⟨
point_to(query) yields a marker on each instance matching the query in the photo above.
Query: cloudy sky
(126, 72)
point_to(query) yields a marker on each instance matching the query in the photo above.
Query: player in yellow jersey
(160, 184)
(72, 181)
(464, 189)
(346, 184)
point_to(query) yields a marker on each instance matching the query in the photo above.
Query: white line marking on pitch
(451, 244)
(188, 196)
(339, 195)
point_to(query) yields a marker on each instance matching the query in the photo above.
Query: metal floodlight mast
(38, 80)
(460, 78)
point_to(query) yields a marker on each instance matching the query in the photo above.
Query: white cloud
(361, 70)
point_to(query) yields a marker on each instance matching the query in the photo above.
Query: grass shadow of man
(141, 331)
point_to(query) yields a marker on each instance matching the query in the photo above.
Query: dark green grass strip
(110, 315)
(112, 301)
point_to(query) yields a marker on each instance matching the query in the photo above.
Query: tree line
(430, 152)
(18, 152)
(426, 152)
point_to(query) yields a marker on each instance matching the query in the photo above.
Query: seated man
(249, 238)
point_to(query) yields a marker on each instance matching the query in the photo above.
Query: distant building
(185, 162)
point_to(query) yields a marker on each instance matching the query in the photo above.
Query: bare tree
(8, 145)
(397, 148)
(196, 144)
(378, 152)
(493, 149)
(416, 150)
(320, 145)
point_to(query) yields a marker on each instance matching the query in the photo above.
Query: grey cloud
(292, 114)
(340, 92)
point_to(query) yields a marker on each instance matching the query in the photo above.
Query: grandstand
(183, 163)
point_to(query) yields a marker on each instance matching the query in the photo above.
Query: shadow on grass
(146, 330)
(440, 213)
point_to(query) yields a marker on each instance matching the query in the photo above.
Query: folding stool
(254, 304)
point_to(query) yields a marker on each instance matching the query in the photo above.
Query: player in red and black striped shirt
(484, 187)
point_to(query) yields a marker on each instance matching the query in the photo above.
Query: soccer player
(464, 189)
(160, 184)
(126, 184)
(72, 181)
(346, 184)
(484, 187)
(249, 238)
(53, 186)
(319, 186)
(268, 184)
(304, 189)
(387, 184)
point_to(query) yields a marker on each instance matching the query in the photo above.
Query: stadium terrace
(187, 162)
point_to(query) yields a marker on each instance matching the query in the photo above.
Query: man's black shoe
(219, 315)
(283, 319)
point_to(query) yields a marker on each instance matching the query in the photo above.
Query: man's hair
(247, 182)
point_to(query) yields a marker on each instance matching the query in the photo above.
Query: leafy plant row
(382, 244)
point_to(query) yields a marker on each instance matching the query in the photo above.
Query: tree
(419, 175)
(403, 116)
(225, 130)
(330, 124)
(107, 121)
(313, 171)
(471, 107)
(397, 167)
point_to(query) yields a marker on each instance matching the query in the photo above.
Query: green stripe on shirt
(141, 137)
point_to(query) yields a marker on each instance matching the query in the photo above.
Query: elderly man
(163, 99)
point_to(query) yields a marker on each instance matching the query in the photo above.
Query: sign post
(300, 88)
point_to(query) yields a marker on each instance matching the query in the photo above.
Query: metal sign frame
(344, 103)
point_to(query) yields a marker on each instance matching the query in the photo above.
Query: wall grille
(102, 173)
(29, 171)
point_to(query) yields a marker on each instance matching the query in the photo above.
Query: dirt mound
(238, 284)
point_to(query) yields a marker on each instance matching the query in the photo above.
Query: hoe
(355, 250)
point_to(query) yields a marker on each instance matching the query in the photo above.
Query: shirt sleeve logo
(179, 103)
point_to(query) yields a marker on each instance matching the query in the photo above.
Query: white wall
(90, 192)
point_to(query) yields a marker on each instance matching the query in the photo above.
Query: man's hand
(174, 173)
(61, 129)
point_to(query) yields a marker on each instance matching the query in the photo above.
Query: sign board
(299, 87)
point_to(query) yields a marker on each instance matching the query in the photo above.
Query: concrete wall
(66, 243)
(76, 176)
⟩
Your goal
Give every entry again, character for character.

Your solution
point_to(query) yields a marker on each instance matching the query in the photo above.
Query: cloudy sky
(126, 72)
point_to(query) yields a marker on each instance matching the query in the photo above.
Query: player in yellow jersey
(160, 184)
(72, 181)
(464, 189)
(346, 184)
point_to(query) yields a marker on each instance matching the query in the photo above.
Query: white line marking on pitch
(451, 244)
(188, 196)
(339, 195)
point_to(query) yields a marker on each instance matching the query in the photo above.
Query: metal floodlight mast
(38, 80)
(460, 78)
point_to(query) yields a marker on each instance matching the query in the photo above.
Query: white cloud
(361, 70)
point_to(query) yields a marker on each instance matching the query in the photo above.
Query: grass shadow of man
(141, 331)
point_to(query) yields a marker on each instance matching the query in the photo above.
Query: dark green grass strip
(110, 315)
(112, 301)
point_to(query) yields a marker on each instance matching the query in the photo above.
Query: tree line
(430, 152)
(18, 152)
(426, 152)
point_to(query) yields a marker on each instance matching the query in the photo above.
Query: seated man
(249, 238)
point_to(query) yields a marker on each instance matching the query in the photo above.
Query: distant building
(185, 162)
point_to(query) yields a marker on each instance matching the query in the photo above.
Query: bare tree
(8, 145)
(397, 148)
(196, 144)
(378, 152)
(493, 149)
(416, 150)
(320, 145)
point_to(query) yields a marker on each instance matching the query in the photo above.
Query: grey cloud
(292, 114)
(340, 92)
point_to(query) yields a marker on each instance matching the query in the photo above.
Query: grandstand
(183, 163)
point_to(query) yields a marker on each instance matching the query in the photo above.
Query: shadow on grass
(146, 330)
(440, 213)
point_to(query) yields a marker on each instance matching the query in the photo above.
Query: folding stool
(254, 304)
point_to(query) yields a marker on each instance matching the query in the photo above.
Query: player in red and black striped shirt
(484, 187)
point_to(query) yields a marker on each instance matching the query in the photo above.
Query: soccer player
(464, 189)
(160, 184)
(126, 184)
(72, 181)
(346, 184)
(484, 187)
(249, 238)
(53, 186)
(319, 186)
(268, 184)
(304, 189)
(387, 184)
point_to(query) yields a marker on each instance matching the query in the photo above.
Query: stadium terrace
(187, 162)
point_to(query) yields a marker on each instance matching the query in the photo above.
Query: man's black shoe
(219, 315)
(283, 319)
point_to(query) yields a marker on each instance matching the query in the photo above.
Query: man's hair
(247, 182)
point_to(query) yields a marker on each instance matching the query in the photo above.
Query: leafy plant row
(382, 244)
point_to(query) yields a marker on each instance matching the query in the photo above.
Query: tree
(419, 175)
(403, 116)
(225, 130)
(330, 124)
(107, 121)
(313, 171)
(471, 107)
(397, 167)
point_to(query) yields a marker on each instance matching the query in the photo above.
Query: green stripe on shirt
(141, 137)
point_to(query) yields a marker on each instance matching the query in the photo above.
Query: elderly man
(163, 99)
point_to(query) yields a marker on each instance matching the query in the photo above.
Query: sign post
(300, 88)
point_to(query) yields a marker on each instance matching the query in the photo above.
Query: metal sign frame
(344, 103)
point_to(query) yields a marker on each instance matching the query in the photo above.
Query: wall grille
(102, 173)
(29, 171)
point_to(query) yields a marker on each instance matching the query in the photo above.
Query: dirt mound
(238, 284)
point_to(query) yields a marker on each instance matching the query in the photo above.
Query: hoe
(355, 250)
point_to(query) yields a marker on each instance matching the query in the photo above.
Query: shirt sleeve logo
(179, 103)
point_to(query) yields a marker on each instance matching the query in the photo above.
Query: white wall
(90, 192)
point_to(query) yields a marker on each instance matching the query in the photo above.
Query: man's hand
(174, 173)
(61, 129)
point_to(query) yields a marker on each instance matching the query in the photo above.
Query: sign board
(299, 87)
point_to(query) yields a marker on each instance matching the query in the photo above.
Query: concrete wall
(66, 243)
(76, 176)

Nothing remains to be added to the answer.